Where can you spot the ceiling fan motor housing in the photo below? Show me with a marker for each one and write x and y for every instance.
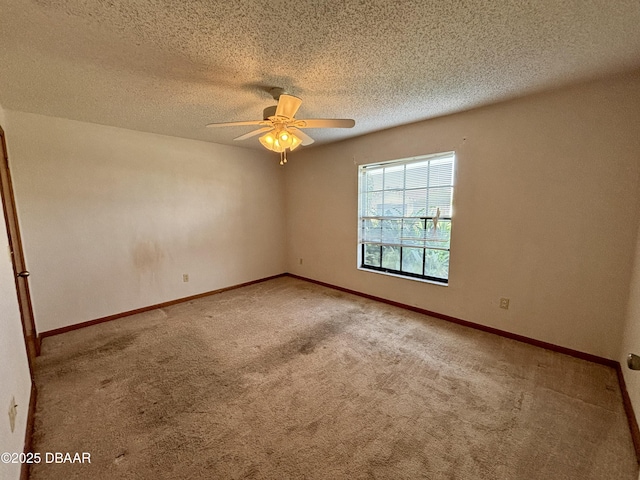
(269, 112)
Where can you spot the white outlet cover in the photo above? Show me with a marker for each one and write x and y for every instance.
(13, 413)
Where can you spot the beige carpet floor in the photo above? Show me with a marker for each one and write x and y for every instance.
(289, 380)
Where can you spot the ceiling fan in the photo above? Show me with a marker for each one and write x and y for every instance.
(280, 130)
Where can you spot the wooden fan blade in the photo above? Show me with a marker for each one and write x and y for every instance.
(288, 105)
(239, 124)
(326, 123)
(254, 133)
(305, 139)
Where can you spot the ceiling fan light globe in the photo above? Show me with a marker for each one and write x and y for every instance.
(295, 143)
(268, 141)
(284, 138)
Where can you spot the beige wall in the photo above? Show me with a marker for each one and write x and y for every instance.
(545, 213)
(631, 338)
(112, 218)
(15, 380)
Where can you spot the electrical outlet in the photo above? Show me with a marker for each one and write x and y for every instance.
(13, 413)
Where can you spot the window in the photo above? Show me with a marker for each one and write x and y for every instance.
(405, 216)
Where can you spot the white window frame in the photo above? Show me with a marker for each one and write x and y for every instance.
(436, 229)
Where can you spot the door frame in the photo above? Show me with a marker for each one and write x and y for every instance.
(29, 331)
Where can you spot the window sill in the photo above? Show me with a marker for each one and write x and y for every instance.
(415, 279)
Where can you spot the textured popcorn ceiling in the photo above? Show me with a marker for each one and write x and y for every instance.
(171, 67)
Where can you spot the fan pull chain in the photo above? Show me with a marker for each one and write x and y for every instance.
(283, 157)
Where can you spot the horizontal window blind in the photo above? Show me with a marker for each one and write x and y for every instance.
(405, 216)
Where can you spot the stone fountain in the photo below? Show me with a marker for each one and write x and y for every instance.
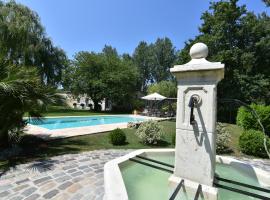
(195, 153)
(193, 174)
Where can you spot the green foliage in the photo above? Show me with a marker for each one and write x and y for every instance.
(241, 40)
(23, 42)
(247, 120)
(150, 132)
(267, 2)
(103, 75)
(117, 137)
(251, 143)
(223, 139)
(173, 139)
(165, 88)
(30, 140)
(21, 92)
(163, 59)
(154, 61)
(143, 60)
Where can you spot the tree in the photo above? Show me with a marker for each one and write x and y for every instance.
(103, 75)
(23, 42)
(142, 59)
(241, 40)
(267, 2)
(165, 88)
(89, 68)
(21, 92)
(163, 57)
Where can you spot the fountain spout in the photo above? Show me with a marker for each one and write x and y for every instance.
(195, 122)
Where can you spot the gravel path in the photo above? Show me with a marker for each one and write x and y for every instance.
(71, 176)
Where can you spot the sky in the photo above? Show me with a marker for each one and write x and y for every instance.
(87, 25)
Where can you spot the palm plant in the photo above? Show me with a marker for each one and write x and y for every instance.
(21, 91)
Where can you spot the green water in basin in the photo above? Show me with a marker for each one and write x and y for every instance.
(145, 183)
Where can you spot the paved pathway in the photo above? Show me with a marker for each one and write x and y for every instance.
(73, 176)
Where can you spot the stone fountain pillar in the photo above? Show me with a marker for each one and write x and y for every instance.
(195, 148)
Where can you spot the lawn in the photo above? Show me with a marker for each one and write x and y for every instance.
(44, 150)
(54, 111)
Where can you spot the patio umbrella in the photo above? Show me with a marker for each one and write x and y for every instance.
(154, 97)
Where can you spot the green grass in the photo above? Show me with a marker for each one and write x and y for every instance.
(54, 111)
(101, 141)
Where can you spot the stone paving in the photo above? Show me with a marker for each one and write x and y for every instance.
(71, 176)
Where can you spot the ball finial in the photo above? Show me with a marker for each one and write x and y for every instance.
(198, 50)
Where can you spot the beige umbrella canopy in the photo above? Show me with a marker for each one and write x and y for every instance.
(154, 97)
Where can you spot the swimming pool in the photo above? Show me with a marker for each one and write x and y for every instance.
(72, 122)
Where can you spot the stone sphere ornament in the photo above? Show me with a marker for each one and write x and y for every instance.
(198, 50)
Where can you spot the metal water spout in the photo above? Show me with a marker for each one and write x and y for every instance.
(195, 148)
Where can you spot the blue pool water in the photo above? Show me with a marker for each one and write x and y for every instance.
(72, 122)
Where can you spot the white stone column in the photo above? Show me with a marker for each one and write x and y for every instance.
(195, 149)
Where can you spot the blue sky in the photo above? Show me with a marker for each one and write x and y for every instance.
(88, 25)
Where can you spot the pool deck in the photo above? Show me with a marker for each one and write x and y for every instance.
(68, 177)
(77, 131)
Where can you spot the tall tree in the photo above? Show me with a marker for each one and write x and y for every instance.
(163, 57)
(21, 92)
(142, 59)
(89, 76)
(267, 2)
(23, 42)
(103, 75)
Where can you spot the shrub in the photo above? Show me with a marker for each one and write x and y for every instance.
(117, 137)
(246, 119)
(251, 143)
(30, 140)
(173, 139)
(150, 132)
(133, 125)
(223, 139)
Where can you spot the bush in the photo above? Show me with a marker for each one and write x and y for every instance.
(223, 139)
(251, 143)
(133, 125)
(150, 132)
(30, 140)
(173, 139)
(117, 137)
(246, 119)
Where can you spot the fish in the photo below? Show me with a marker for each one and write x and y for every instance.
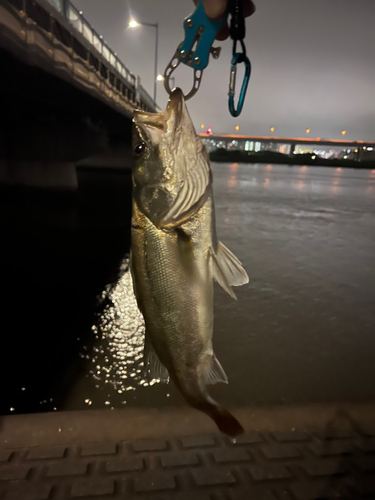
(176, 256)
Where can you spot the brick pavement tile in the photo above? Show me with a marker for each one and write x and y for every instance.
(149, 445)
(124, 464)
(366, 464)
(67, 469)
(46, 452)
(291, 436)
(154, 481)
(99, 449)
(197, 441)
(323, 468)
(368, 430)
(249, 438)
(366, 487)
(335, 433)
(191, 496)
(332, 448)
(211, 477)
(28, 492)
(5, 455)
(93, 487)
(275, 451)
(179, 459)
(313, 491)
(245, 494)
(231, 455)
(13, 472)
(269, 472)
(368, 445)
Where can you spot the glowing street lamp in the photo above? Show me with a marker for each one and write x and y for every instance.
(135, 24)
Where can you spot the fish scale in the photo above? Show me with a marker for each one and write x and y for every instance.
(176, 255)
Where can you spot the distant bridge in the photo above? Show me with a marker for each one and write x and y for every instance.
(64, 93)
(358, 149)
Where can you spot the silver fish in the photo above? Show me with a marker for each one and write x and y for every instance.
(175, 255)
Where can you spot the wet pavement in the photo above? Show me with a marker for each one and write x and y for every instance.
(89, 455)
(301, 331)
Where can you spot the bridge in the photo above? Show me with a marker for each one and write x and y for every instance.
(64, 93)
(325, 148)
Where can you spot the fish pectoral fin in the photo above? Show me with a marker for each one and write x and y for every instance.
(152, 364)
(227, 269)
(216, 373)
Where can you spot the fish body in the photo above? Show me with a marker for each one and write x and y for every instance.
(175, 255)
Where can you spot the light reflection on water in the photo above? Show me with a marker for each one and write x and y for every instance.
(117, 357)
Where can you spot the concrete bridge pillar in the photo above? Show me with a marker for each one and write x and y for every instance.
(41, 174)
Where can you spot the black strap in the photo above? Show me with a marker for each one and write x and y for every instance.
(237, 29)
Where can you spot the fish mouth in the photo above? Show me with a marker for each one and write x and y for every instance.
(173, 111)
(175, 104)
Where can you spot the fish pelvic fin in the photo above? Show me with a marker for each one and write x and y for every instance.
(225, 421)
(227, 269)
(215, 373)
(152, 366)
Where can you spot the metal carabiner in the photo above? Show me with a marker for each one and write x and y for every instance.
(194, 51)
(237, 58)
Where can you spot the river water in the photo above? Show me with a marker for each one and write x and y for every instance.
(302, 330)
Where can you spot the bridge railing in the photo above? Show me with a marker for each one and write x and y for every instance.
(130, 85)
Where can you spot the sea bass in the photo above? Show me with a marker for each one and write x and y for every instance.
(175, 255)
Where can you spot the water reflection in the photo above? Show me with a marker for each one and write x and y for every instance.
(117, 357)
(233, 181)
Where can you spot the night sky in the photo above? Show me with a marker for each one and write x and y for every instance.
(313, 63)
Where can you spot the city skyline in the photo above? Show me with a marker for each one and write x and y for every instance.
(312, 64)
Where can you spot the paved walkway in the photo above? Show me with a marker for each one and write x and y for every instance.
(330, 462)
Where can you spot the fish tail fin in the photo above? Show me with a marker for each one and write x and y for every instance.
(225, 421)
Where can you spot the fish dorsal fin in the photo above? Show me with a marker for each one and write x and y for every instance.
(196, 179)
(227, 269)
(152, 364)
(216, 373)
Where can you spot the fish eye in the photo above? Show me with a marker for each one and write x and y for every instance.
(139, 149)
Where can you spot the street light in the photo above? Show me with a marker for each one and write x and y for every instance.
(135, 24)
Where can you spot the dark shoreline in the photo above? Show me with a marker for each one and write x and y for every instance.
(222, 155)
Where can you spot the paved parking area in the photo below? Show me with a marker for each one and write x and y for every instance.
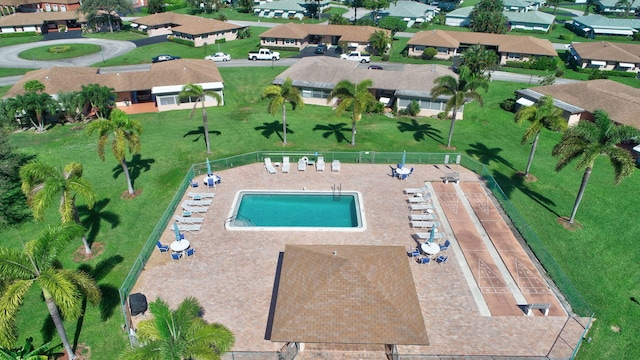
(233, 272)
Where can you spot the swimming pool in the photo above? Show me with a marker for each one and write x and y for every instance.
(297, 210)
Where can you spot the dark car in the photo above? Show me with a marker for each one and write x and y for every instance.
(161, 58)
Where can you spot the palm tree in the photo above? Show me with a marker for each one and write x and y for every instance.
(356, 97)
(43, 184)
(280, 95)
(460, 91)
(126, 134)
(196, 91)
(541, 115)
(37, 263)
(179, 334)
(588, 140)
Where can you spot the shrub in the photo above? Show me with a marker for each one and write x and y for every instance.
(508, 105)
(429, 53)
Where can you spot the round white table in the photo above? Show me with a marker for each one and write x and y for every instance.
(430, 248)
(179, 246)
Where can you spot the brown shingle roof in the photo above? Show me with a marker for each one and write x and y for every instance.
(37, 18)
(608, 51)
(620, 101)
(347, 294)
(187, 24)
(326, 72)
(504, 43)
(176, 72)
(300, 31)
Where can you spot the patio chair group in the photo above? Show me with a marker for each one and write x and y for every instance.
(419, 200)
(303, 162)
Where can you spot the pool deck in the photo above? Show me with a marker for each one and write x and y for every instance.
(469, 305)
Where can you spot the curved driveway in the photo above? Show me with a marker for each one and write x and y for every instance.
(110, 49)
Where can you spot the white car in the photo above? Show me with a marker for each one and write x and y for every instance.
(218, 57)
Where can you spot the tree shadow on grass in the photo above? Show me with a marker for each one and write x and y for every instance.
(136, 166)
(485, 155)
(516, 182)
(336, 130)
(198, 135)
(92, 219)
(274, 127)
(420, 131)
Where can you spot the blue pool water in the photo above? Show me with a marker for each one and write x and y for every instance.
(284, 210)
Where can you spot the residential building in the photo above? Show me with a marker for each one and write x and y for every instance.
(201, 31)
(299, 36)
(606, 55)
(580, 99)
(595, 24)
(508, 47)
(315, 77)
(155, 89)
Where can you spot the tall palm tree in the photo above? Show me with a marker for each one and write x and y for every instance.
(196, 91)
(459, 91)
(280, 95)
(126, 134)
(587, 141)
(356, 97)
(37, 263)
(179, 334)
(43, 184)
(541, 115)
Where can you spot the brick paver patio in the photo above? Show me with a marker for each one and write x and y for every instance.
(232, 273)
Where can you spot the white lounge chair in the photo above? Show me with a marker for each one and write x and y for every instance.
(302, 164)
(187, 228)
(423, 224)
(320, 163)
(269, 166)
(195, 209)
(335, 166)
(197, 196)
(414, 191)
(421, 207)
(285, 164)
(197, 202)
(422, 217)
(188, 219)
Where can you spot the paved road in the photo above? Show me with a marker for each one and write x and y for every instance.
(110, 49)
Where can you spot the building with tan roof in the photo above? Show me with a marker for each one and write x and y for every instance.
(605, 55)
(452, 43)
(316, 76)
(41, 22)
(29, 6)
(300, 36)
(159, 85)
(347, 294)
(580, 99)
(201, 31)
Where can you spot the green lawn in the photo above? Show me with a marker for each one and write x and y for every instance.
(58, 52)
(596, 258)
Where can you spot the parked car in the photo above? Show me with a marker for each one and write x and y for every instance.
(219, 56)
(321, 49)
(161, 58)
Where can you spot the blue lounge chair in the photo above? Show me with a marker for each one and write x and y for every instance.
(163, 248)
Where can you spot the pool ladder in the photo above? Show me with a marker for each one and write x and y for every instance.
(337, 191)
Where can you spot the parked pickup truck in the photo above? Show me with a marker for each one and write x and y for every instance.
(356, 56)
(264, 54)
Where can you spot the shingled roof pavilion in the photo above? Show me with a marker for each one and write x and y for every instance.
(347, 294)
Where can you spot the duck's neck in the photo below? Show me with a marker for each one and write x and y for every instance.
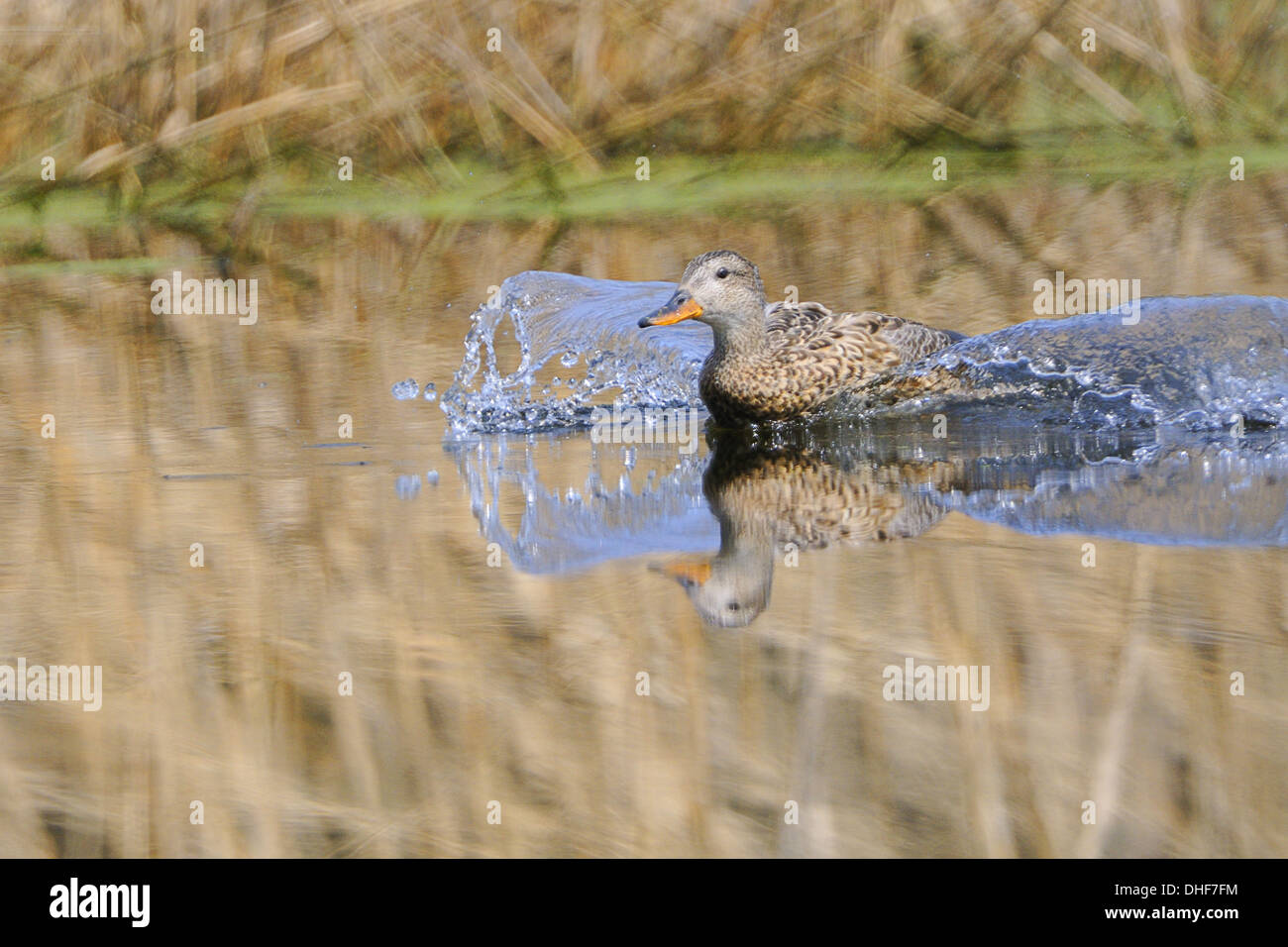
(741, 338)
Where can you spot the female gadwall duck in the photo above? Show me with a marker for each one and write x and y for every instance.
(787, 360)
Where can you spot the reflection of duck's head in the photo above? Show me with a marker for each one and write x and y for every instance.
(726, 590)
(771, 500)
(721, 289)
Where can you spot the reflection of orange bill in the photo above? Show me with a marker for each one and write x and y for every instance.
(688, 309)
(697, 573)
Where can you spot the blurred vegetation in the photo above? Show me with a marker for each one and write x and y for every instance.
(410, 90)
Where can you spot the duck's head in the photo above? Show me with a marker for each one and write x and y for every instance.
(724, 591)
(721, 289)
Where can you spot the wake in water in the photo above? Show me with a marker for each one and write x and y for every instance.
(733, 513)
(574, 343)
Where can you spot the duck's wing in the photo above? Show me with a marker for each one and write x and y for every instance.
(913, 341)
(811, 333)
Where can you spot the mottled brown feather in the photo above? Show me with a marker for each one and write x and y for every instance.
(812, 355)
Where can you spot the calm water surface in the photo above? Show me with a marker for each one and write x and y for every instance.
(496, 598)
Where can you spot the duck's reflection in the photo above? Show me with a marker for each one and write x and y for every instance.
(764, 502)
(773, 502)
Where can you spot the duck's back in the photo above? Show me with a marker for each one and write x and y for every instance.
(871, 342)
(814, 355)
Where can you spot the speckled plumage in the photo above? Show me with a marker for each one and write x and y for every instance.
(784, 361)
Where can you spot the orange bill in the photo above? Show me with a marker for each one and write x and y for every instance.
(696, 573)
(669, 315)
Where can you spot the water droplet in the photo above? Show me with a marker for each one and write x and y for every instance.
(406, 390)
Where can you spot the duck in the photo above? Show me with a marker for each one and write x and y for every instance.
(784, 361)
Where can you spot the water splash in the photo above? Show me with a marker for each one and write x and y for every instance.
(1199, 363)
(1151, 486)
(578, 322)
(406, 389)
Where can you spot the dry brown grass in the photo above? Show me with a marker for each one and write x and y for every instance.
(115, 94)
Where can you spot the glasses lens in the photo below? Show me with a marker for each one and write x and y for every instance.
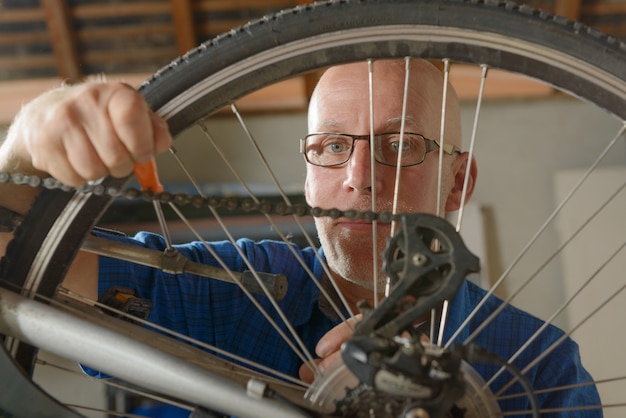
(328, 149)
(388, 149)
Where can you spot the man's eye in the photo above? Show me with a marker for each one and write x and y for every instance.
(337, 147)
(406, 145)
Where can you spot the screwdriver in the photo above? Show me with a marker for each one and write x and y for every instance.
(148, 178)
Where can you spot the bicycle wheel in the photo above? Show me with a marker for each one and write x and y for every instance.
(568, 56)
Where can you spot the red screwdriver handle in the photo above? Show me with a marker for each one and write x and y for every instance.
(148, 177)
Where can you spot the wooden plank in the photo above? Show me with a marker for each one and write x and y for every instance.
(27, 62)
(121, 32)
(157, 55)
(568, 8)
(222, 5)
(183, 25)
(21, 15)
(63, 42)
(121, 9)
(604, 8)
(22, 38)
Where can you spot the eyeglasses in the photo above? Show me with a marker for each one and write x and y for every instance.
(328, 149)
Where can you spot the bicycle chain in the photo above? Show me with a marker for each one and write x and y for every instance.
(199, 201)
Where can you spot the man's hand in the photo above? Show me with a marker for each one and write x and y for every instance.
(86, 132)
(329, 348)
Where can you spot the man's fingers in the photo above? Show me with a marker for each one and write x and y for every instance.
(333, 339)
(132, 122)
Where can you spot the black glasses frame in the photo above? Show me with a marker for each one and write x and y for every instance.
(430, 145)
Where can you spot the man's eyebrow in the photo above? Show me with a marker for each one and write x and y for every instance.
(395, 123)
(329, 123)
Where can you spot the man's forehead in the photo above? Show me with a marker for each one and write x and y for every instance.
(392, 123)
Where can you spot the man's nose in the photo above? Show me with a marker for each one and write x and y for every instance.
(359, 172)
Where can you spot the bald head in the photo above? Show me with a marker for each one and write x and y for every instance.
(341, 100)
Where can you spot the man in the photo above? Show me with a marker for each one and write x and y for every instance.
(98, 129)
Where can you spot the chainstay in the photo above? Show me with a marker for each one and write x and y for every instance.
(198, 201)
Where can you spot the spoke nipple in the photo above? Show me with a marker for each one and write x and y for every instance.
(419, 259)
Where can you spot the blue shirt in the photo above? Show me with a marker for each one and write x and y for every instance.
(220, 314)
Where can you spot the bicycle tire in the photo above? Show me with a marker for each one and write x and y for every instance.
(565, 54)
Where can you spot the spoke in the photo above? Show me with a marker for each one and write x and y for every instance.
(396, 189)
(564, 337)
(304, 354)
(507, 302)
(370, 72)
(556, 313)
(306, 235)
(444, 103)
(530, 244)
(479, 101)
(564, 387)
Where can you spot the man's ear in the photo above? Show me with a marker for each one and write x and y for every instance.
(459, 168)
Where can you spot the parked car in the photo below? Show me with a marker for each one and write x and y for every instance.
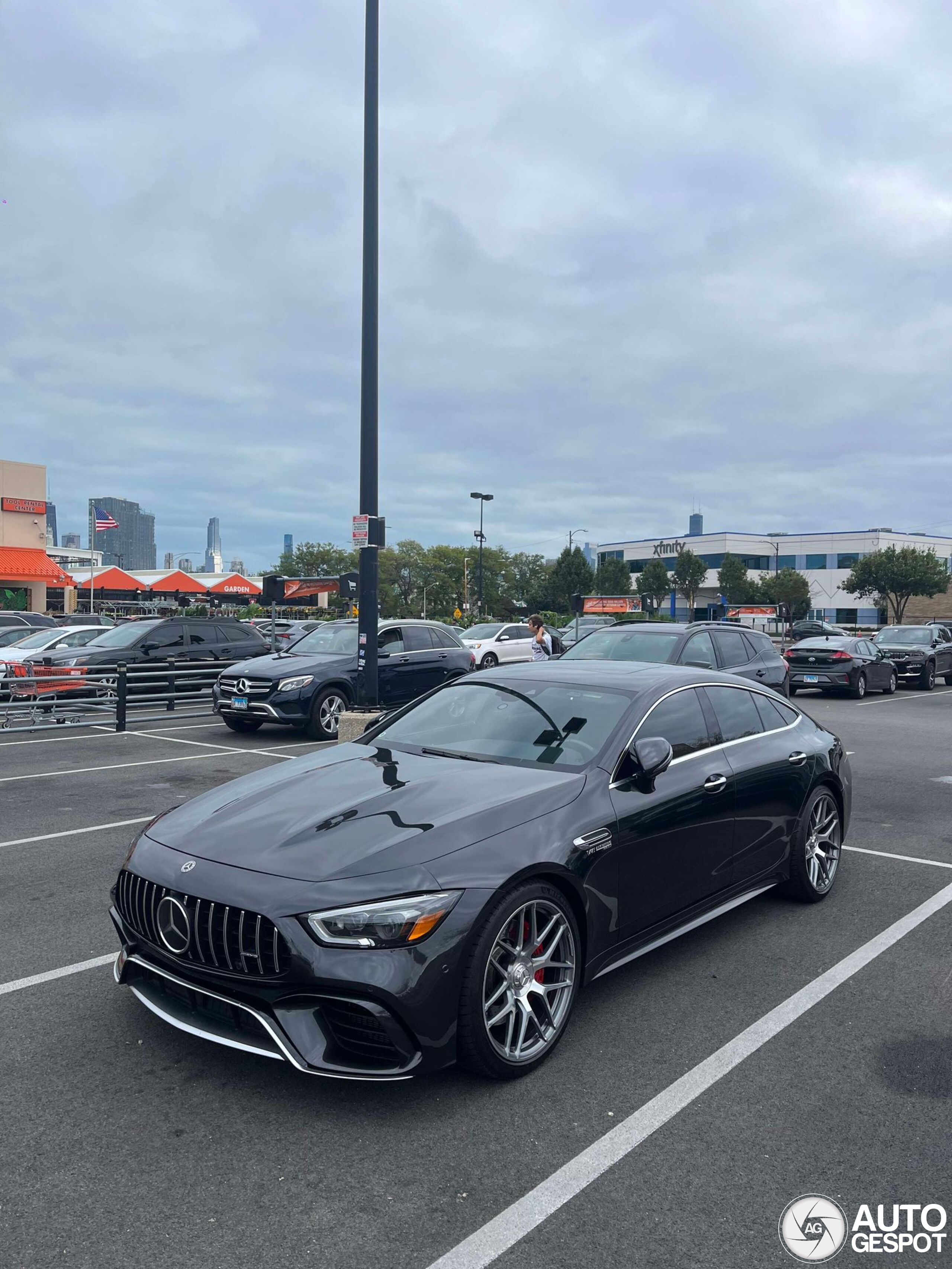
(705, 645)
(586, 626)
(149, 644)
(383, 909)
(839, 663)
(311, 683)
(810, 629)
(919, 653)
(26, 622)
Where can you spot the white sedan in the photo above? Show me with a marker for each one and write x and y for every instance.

****************************************

◆ **Instruction**
Beginning with the line that holds "Where can you spot the bald", output each line to the end of the material above, exactly, omitting the pictures.

◆ **Result below**
Where can you spot the bald head in the photo above? Show me with a marker for each one and write x and y for every instance.
(341, 100)
Where can you spot the man in the photo above? Show me with a marker for each one and write x and y for every instance.
(98, 129)
Where can you spot the chainstay in the photo above? Show me with a marker for each one and write x and y for every instance.
(198, 201)
Where can you spot the spoke nipple in the photo above? Show me with a marker for each one and write x and y for every instance.
(419, 259)
Where can you spot the blue shirt in the photo above? Show me with a marker for each one and write x and y for every instance.
(220, 314)
Where can you spot the bicycle tire in the photo above? Show me with a marker for each one and write x and y for every instance.
(565, 54)
Where can you spot the spoke in the photo above? Show me with a marker for each one and write x and y for every instance.
(396, 189)
(564, 337)
(304, 354)
(507, 302)
(370, 72)
(556, 313)
(306, 235)
(444, 103)
(530, 244)
(479, 101)
(564, 387)
Where can you spot the man's ear in the photo above? Show me with a marker for each one and write x and y for every instance.
(459, 168)
Where can you spot the parked car in the photo below? Show me with a marker for each one and write x and y for every instance.
(705, 645)
(586, 626)
(149, 644)
(383, 909)
(839, 663)
(311, 683)
(810, 629)
(919, 653)
(26, 622)
Where can you spot the white sedan in the photo above? Show me with a marker for each one and write x and y for every instance.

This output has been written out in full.